▸ Required work:
Copy out, exactly as given, every line from the line with "In this picture, where can the light" to the end of the listing, both of those lines included.
** Start of Supplied material **
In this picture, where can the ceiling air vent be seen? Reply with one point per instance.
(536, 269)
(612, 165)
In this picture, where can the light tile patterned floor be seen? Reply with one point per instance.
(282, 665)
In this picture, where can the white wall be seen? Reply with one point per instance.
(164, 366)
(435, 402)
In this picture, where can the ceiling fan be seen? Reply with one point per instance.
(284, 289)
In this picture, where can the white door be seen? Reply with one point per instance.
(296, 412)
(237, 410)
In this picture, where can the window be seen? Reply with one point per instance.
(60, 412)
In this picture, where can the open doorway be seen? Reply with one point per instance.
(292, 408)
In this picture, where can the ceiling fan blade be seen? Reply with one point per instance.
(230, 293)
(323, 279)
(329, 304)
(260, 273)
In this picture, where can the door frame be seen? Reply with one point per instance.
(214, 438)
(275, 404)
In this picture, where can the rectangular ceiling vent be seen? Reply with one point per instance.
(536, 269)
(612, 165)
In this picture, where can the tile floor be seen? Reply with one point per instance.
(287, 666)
** End of Supplied material **
▸ Solution to the exercise:
In this picture, where can the light tile patterned floor be seen? Reply with one point per instance.
(282, 665)
In this picture, where can the white wall be seen? Reply with one point per instance.
(164, 366)
(435, 402)
In this picture, where can the ceiling fan be seen? Reply with one point per instance.
(284, 289)
In this picture, where can the white door be seen? Reply with one point per instance.
(296, 412)
(237, 410)
In this picture, where can the window be seen? Reply with one point per instance.
(60, 412)
In this picture, where can the open doorway be seen? Reply with one point per instance.
(292, 408)
In this picture, where can the ceiling fan blade be seen? Reply with one point per instance.
(230, 293)
(323, 279)
(329, 304)
(260, 273)
In this picture, where can the door frame be seen? Reply with one point per instance.
(214, 438)
(275, 404)
In this picture, where can the rectangular ceiling vent be seen? Reply with one point per instance.
(536, 269)
(612, 165)
In this picture, where can the tile floor be seen? Reply with one point per instance.
(287, 666)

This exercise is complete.